[Start Entries supplied]
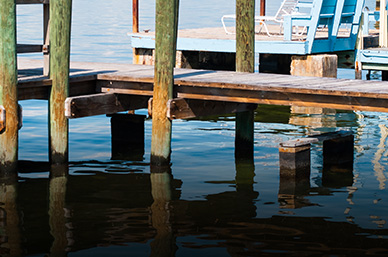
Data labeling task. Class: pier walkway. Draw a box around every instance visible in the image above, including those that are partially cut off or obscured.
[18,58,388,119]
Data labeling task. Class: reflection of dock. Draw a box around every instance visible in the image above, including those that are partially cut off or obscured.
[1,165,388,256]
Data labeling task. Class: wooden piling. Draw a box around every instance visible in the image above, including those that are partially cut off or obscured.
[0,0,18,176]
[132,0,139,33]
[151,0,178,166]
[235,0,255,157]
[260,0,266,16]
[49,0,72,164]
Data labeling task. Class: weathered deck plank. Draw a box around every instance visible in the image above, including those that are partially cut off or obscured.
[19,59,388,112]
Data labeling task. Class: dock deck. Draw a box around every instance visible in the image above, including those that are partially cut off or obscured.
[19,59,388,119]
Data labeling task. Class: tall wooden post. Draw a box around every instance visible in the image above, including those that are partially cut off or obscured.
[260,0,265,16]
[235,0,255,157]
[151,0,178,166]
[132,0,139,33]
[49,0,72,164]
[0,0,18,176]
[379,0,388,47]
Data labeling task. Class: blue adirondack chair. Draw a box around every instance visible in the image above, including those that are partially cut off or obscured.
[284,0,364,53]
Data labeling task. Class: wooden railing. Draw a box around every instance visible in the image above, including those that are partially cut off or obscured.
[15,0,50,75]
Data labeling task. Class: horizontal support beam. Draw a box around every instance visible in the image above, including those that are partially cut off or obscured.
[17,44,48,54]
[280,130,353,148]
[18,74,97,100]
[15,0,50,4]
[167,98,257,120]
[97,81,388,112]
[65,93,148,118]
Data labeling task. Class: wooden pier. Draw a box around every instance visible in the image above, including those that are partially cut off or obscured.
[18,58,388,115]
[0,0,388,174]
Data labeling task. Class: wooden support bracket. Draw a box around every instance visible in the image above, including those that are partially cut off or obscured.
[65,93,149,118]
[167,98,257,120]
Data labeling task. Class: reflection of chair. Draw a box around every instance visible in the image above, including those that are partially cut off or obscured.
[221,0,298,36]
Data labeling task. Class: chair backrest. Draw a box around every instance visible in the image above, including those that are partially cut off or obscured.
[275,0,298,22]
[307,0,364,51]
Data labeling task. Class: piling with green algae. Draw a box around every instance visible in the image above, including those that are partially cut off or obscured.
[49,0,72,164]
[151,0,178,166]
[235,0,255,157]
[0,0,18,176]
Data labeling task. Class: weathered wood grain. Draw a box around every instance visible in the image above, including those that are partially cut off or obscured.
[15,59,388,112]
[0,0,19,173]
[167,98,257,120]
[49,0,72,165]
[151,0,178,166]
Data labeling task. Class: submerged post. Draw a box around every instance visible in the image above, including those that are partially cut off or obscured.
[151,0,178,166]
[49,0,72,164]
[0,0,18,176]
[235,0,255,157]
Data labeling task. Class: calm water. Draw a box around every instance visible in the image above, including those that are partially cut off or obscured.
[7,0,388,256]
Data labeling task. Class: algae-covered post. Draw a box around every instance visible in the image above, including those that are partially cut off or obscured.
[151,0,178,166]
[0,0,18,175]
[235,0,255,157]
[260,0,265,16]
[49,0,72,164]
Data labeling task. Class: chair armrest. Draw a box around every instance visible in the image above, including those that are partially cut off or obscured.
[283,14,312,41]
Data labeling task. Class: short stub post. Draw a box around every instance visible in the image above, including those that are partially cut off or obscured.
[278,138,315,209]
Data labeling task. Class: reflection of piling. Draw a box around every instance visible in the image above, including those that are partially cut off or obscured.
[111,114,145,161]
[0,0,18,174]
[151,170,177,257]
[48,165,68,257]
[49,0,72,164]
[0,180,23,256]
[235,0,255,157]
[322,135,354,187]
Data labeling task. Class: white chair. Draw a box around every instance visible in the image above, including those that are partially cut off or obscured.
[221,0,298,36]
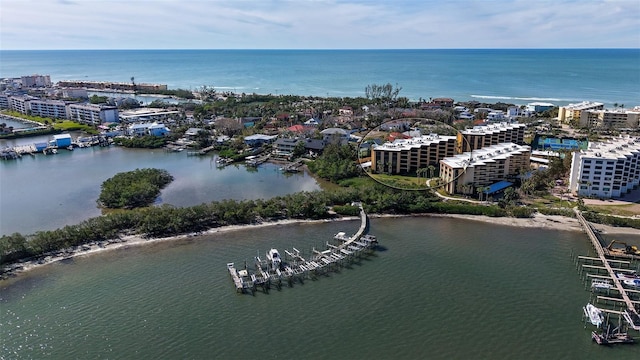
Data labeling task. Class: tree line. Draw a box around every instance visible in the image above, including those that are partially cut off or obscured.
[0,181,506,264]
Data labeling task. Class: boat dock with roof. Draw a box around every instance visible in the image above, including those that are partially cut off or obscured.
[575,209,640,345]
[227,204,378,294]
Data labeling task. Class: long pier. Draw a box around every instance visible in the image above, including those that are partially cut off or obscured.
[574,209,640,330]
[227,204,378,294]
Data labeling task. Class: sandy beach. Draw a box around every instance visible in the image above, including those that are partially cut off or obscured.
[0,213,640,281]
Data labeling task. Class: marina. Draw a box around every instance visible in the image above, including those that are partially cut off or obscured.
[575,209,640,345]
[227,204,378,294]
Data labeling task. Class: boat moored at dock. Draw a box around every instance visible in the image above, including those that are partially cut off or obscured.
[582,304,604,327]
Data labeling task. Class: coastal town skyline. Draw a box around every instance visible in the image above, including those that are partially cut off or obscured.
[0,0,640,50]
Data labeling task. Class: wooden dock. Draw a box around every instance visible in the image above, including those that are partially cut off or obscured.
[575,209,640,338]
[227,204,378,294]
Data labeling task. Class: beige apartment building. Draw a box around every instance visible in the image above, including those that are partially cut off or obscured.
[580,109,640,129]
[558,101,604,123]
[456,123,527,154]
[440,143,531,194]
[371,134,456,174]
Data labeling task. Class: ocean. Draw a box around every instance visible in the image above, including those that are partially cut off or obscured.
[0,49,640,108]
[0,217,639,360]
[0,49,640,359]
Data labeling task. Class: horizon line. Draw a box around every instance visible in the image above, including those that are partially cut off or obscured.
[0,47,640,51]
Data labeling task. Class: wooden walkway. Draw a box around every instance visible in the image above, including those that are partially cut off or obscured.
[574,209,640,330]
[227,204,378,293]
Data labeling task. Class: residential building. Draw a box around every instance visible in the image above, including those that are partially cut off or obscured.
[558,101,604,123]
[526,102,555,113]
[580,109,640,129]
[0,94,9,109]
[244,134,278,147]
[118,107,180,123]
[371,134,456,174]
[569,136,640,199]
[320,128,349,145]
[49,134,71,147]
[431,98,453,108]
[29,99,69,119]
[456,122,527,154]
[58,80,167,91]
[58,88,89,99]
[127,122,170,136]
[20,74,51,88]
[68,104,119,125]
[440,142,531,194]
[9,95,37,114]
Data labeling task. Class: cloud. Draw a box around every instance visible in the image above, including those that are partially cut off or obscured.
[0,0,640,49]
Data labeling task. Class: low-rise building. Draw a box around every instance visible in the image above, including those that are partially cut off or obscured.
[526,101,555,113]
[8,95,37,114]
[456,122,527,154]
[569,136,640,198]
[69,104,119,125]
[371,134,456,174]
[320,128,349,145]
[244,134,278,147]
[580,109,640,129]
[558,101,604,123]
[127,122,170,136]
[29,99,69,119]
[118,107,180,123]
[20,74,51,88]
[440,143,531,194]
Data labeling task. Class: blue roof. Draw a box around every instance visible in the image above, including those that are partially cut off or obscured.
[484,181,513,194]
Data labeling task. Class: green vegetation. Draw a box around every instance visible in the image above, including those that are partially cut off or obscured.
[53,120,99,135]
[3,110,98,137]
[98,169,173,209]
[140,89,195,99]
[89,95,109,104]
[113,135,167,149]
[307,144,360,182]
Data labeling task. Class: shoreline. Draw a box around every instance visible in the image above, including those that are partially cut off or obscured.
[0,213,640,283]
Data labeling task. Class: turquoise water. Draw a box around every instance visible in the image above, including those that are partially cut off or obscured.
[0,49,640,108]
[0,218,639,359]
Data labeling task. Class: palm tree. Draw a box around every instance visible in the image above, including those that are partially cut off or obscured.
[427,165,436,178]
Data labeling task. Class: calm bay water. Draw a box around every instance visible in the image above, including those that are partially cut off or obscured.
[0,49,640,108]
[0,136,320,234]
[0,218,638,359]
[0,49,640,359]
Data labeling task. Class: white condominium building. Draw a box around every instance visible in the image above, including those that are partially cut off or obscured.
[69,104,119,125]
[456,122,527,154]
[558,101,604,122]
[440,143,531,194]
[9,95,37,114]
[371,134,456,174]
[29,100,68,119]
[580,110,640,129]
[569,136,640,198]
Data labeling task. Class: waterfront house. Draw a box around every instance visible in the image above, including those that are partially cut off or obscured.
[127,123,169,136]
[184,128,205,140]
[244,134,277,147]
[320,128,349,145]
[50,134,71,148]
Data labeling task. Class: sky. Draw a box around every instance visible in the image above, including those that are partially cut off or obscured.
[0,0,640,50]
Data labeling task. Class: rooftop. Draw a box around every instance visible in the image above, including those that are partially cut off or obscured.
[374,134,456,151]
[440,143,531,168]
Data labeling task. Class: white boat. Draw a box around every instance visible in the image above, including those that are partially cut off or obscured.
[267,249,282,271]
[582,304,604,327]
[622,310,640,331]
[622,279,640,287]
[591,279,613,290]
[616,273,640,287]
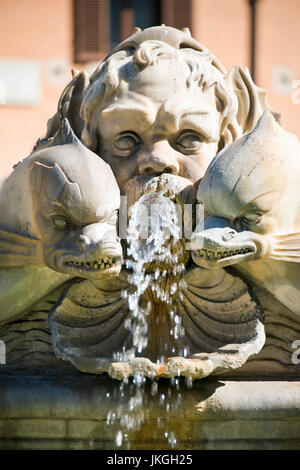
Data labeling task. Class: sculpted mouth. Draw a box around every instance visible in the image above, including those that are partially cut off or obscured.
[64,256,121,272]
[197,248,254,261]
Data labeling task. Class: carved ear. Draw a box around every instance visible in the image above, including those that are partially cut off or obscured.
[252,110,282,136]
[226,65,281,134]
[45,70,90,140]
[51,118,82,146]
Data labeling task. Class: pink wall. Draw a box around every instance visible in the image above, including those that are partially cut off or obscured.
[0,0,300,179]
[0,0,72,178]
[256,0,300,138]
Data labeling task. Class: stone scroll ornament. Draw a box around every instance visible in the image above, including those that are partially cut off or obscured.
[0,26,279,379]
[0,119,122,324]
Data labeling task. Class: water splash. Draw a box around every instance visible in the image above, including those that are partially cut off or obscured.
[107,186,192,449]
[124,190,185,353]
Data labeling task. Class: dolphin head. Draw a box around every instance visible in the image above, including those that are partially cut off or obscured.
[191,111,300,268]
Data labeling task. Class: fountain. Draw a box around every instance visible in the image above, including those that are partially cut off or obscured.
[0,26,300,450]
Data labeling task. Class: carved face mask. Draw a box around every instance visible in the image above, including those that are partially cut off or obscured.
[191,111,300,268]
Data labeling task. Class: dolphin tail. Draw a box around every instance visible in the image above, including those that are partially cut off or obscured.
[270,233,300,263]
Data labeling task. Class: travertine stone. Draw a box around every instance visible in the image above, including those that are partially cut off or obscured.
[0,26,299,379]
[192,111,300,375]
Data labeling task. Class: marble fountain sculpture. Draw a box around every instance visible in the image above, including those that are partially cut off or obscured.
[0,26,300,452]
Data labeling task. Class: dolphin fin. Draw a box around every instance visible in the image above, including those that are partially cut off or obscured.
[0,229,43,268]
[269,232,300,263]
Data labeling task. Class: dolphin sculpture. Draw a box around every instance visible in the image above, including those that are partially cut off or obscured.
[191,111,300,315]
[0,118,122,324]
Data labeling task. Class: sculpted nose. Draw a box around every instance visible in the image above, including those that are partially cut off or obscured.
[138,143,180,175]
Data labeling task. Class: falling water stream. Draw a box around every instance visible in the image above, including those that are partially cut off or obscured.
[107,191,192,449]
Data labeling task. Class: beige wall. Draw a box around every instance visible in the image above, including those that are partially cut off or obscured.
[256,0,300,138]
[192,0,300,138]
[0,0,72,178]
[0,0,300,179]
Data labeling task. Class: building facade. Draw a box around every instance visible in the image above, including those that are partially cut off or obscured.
[End Entries supplied]
[Start Entries supplied]
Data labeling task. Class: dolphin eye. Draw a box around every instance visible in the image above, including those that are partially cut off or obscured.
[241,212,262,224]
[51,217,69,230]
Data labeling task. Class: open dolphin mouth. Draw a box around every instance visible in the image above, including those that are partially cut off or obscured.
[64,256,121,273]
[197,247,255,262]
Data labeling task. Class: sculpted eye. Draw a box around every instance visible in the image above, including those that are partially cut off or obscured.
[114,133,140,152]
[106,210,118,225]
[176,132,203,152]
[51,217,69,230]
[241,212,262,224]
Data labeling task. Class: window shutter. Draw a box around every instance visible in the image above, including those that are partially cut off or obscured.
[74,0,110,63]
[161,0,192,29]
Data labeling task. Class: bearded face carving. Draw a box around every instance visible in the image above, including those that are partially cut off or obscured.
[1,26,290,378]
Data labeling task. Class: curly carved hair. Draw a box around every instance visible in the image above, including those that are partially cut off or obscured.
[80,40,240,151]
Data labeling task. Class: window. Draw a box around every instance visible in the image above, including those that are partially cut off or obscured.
[End Entries supplied]
Exercise »
Pull out the lines of the records word for word, starting with the line that contains "Data labeling task. Class: dolphin sculpture." and stopping after the line that contains "[107,191,192,449]".

Solution to this task »
Data labeling task. Class: dolphin sculpture. Draw a box around every instance visible in the image above, including those that are partially cut off or obscured.
[191,111,300,315]
[0,118,122,324]
Data labeling task. Class: sculpted nose. Draw a box around every instance visible in the image above, including those that are partially cut off or obscured.
[138,143,180,175]
Data labeling task. Class: falling water stream. Draw a box around every instance visible in the image above, including those that are partially cut off or obscured.
[107,191,192,449]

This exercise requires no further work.